- What you will do: Please format the stretch of data below from the line containing "Pick out the white kitchen" through the line containing "pixel 594 201" as a numbered list, omitting blank lines and everything outside that stretch.

--- START Extracted entries ---

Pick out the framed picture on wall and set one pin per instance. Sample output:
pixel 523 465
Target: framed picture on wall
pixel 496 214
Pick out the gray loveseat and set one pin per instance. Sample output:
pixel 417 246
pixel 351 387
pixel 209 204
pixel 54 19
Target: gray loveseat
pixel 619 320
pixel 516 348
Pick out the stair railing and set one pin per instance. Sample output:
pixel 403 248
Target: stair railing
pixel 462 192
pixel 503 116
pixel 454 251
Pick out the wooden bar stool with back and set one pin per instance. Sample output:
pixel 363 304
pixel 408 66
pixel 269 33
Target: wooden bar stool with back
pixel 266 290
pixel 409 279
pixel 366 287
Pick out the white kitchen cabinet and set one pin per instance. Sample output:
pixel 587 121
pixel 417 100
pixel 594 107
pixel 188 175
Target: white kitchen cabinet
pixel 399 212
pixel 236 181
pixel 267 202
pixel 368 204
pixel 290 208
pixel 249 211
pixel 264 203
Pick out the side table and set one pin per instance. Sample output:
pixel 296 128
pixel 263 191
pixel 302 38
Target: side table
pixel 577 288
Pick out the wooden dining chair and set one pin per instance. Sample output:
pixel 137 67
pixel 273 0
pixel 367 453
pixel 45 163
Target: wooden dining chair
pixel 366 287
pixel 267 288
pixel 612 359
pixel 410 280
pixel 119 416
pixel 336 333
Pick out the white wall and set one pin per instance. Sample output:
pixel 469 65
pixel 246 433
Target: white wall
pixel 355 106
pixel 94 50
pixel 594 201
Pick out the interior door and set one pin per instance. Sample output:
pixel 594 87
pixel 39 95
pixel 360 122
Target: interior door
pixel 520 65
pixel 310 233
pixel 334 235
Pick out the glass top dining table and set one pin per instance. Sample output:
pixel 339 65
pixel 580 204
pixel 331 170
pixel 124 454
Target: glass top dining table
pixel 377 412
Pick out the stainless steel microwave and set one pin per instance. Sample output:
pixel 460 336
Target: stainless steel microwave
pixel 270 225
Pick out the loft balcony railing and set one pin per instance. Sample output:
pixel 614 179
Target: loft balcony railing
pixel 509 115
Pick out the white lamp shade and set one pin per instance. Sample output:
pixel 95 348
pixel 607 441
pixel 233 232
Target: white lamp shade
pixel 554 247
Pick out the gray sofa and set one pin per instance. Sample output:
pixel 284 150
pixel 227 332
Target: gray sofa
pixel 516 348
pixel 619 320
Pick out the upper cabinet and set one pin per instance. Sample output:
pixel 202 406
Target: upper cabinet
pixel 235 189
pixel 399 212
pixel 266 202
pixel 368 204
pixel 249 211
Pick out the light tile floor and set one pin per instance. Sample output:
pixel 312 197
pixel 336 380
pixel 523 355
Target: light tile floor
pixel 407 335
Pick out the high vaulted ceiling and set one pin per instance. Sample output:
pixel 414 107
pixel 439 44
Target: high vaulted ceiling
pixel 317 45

--- END Extracted entries ---

- Exercise answer:
1. Pick out the white kitchen cabinet and set one pin per instance. Sample output:
2. pixel 587 121
3. pixel 417 100
4. pixel 594 107
5. pixel 188 175
6. Target: white kitchen cabinet
7. pixel 399 212
8. pixel 236 181
9. pixel 267 202
10. pixel 368 204
11. pixel 290 208
12. pixel 249 211
13. pixel 264 203
14. Pick out the side table and set one pin per instance. Sample output:
15. pixel 296 128
16. pixel 263 191
17. pixel 302 38
18. Target: side table
19. pixel 577 288
20. Pick out the wooden dining chair and set one pin per instance. Sample output:
21. pixel 137 67
22. pixel 273 0
23. pixel 367 453
24. pixel 45 163
25. Target: wooden dining chair
26. pixel 366 287
27. pixel 267 288
28. pixel 612 359
29. pixel 410 280
30. pixel 119 416
31. pixel 336 333
32. Pick out the white wall and set one pin per instance. Sample output:
33. pixel 469 65
34. pixel 246 433
35. Target: white wall
36. pixel 355 106
37. pixel 94 50
38. pixel 594 201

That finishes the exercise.